> WHAT IS REQUIRED
Can you rewrite every entry below, changing "single spaces" to "one space" and leaving everything else untouched?

> RECORDS TO USE

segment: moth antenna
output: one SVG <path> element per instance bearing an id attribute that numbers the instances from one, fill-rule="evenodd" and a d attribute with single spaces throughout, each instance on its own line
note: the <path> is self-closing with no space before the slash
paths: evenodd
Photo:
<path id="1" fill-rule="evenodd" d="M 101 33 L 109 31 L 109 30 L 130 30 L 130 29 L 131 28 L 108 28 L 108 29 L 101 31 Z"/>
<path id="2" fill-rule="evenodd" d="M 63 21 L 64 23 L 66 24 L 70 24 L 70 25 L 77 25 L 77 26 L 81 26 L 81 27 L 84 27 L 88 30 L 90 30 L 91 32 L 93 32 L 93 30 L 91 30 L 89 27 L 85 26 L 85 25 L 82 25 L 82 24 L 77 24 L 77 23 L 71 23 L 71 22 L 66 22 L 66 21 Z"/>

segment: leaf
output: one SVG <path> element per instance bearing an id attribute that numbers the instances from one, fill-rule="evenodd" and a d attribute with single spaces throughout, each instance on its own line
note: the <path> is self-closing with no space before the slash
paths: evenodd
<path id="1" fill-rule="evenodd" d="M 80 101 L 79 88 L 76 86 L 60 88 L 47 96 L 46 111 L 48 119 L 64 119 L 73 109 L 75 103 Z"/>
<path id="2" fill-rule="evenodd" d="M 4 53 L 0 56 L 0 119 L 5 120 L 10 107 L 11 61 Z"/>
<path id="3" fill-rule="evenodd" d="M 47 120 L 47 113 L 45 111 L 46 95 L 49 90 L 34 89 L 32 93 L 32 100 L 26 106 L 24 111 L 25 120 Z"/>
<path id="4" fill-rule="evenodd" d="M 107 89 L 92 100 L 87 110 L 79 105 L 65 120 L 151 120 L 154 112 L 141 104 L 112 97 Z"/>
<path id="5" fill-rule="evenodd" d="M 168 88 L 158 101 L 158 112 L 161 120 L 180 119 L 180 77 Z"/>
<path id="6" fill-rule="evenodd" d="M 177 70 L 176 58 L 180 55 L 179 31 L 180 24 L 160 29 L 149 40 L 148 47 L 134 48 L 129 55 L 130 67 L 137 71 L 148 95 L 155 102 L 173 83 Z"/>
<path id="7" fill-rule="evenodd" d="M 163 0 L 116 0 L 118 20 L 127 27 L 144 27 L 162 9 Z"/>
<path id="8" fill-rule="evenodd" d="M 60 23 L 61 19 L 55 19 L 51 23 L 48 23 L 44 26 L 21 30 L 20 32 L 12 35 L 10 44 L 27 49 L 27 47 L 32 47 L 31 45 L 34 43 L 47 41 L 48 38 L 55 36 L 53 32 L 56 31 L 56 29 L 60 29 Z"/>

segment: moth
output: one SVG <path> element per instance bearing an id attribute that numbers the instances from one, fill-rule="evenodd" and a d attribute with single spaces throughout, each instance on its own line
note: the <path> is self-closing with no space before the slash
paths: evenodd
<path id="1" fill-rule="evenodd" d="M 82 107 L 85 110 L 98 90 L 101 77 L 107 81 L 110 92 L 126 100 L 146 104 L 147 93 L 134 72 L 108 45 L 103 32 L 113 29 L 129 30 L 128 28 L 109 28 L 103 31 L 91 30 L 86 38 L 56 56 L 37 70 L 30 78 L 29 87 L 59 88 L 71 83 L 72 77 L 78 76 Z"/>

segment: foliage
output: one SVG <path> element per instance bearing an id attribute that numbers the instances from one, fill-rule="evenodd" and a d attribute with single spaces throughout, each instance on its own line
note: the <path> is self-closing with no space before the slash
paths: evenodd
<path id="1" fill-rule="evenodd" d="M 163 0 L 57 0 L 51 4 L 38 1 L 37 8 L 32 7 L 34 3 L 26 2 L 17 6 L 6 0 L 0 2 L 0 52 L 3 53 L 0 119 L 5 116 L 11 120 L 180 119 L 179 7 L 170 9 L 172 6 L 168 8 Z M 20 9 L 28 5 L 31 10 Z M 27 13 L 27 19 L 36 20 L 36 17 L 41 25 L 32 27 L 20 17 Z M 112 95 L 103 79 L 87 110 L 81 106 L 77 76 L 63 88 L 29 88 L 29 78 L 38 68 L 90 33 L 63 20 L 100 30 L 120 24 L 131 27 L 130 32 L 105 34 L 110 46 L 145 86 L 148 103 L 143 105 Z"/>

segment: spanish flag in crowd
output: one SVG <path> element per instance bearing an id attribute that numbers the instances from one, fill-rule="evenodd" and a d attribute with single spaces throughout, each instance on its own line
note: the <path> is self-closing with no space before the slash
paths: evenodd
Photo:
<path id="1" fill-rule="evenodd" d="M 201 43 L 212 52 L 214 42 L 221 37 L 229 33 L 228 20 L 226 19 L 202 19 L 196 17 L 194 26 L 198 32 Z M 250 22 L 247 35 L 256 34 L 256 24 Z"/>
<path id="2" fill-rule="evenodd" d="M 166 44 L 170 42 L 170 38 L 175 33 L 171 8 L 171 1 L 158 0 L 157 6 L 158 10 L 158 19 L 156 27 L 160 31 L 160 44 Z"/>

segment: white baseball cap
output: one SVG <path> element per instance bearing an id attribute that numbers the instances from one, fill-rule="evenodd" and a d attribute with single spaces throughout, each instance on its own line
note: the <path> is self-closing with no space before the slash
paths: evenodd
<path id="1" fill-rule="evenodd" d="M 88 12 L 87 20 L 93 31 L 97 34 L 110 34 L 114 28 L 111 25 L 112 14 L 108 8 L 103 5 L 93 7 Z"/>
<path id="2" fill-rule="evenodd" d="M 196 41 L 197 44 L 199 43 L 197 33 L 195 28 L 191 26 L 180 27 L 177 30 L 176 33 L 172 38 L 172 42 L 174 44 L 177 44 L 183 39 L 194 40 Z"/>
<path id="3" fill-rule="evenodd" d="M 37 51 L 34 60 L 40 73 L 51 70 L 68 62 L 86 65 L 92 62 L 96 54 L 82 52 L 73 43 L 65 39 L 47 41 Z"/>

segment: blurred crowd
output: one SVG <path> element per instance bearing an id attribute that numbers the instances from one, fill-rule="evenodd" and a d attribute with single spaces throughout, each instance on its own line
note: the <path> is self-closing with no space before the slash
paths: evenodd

> WRITTEN REPLY
segment: moth antenna
output: one SVG <path> element per instance bearing an id attribute that numbers the instances from one, fill-rule="evenodd" and a d attribute with one space throughout, each instance on its own line
note: the <path> is self-closing with no space before the slash
paths: evenodd
Photo:
<path id="1" fill-rule="evenodd" d="M 101 33 L 109 31 L 109 30 L 130 30 L 130 29 L 131 28 L 108 28 L 108 29 L 101 31 Z"/>
<path id="2" fill-rule="evenodd" d="M 63 21 L 64 23 L 66 24 L 70 24 L 70 25 L 77 25 L 77 26 L 81 26 L 81 27 L 84 27 L 88 30 L 90 30 L 91 32 L 93 32 L 93 30 L 91 30 L 89 27 L 85 26 L 85 25 L 82 25 L 82 24 L 77 24 L 77 23 L 71 23 L 71 22 L 66 22 L 66 21 Z"/>

segment: leaf
output: one SVG <path> element per instance bearing an id attribute that numbers the instances from one, fill-rule="evenodd" and a d attribute with one space throughout, each instance on its own line
note: the <path> is self-closing with no space before the slash
paths: evenodd
<path id="1" fill-rule="evenodd" d="M 80 101 L 79 88 L 76 86 L 60 88 L 47 96 L 46 111 L 48 119 L 64 119 L 73 109 L 75 103 Z"/>
<path id="2" fill-rule="evenodd" d="M 4 53 L 0 56 L 0 119 L 5 120 L 10 107 L 11 61 Z"/>
<path id="3" fill-rule="evenodd" d="M 47 120 L 47 113 L 45 111 L 46 95 L 49 90 L 34 89 L 32 93 L 32 100 L 26 106 L 24 111 L 25 120 Z"/>
<path id="4" fill-rule="evenodd" d="M 107 89 L 92 100 L 87 110 L 79 105 L 65 120 L 151 120 L 154 112 L 141 104 L 112 97 Z"/>
<path id="5" fill-rule="evenodd" d="M 168 88 L 158 101 L 158 112 L 161 120 L 180 119 L 180 77 Z"/>
<path id="6" fill-rule="evenodd" d="M 177 70 L 176 58 L 180 55 L 179 31 L 180 24 L 160 29 L 149 40 L 148 47 L 134 48 L 129 55 L 130 67 L 137 71 L 148 95 L 155 102 L 173 83 Z"/>
<path id="7" fill-rule="evenodd" d="M 163 0 L 116 0 L 118 20 L 127 27 L 144 27 L 162 9 Z"/>
<path id="8" fill-rule="evenodd" d="M 60 23 L 61 19 L 55 19 L 51 23 L 48 23 L 44 26 L 21 30 L 20 32 L 12 35 L 10 44 L 27 49 L 27 47 L 32 47 L 31 45 L 34 43 L 47 41 L 48 38 L 55 36 L 53 32 L 56 31 L 56 29 L 60 29 Z"/>

segment: moth
output: one SVG <path> element per instance bearing an id attribute that numbers the instances from one, fill-rule="evenodd" and a d attribute with one space throughout, each instance on its own line
note: the <path> is self-closing with no space before the slash
paths: evenodd
<path id="1" fill-rule="evenodd" d="M 82 107 L 85 110 L 98 90 L 101 77 L 107 81 L 110 92 L 126 100 L 146 104 L 147 93 L 134 72 L 108 45 L 103 32 L 113 29 L 129 30 L 128 28 L 109 28 L 103 31 L 91 30 L 86 38 L 56 56 L 37 70 L 30 78 L 29 87 L 59 88 L 71 83 L 72 77 L 78 76 Z"/>

segment: foliage
output: one SVG <path> element per instance bearing an id attribute that numbers the instances from one, fill-rule="evenodd" and a d attribute with one space throughout, each instance on its own line
note: the <path> is self-closing with no space before the slash
paths: evenodd
<path id="1" fill-rule="evenodd" d="M 163 0 L 57 0 L 51 4 L 38 1 L 37 8 L 32 7 L 34 3 L 26 2 L 17 6 L 6 0 L 0 2 L 0 52 L 3 53 L 0 119 L 5 116 L 11 120 L 180 119 L 179 7 L 170 9 L 172 6 L 168 8 Z M 20 9 L 28 5 L 31 10 Z M 27 13 L 27 19 L 36 20 L 36 17 L 41 25 L 32 27 L 20 17 Z M 112 95 L 103 79 L 87 110 L 81 106 L 77 76 L 63 88 L 29 88 L 29 78 L 38 68 L 90 33 L 63 20 L 100 30 L 120 24 L 131 27 L 130 32 L 105 34 L 110 46 L 145 86 L 148 103 L 143 105 Z"/>

segment: spanish flag in crowd
output: one SVG <path> element per instance bearing an id attribute that numbers the instances from one, fill-rule="evenodd" and a d attribute with one space throughout, each instance on its own line
note: the <path> is self-closing with no space before the slash
paths: evenodd
Photo:
<path id="1" fill-rule="evenodd" d="M 201 43 L 212 52 L 214 42 L 221 37 L 229 33 L 228 20 L 226 19 L 202 19 L 196 17 L 194 26 L 198 32 Z M 250 22 L 247 35 L 256 34 L 256 24 Z"/>
<path id="2" fill-rule="evenodd" d="M 166 44 L 170 42 L 170 38 L 175 33 L 171 8 L 171 1 L 158 0 L 157 6 L 158 10 L 158 19 L 156 27 L 160 31 L 160 44 Z"/>

segment: white baseball cap
output: one SVG <path> element per instance bearing an id attribute that numbers the instances from one, fill-rule="evenodd" and a d attribute with one space throughout, each instance on its own line
note: the <path> is self-closing with no space before the slash
paths: evenodd
<path id="1" fill-rule="evenodd" d="M 88 12 L 87 20 L 93 31 L 97 34 L 110 34 L 114 28 L 111 25 L 112 14 L 108 8 L 103 5 L 93 7 Z"/>
<path id="2" fill-rule="evenodd" d="M 196 41 L 197 44 L 199 43 L 197 33 L 195 28 L 191 26 L 180 27 L 177 30 L 176 33 L 172 38 L 172 42 L 174 44 L 177 44 L 183 39 L 194 40 Z"/>
<path id="3" fill-rule="evenodd" d="M 37 51 L 34 60 L 40 73 L 51 70 L 68 62 L 86 65 L 92 62 L 96 54 L 82 52 L 73 43 L 65 39 L 47 41 Z"/>

segment: blurred crowd
output: one SVG <path> element per instance bearing an id attribute that numbers the instances from one, fill-rule="evenodd" and a d attribute with one space throughout, each instance on its own line
note: the <path> is self-closing with no space before the slash
paths: evenodd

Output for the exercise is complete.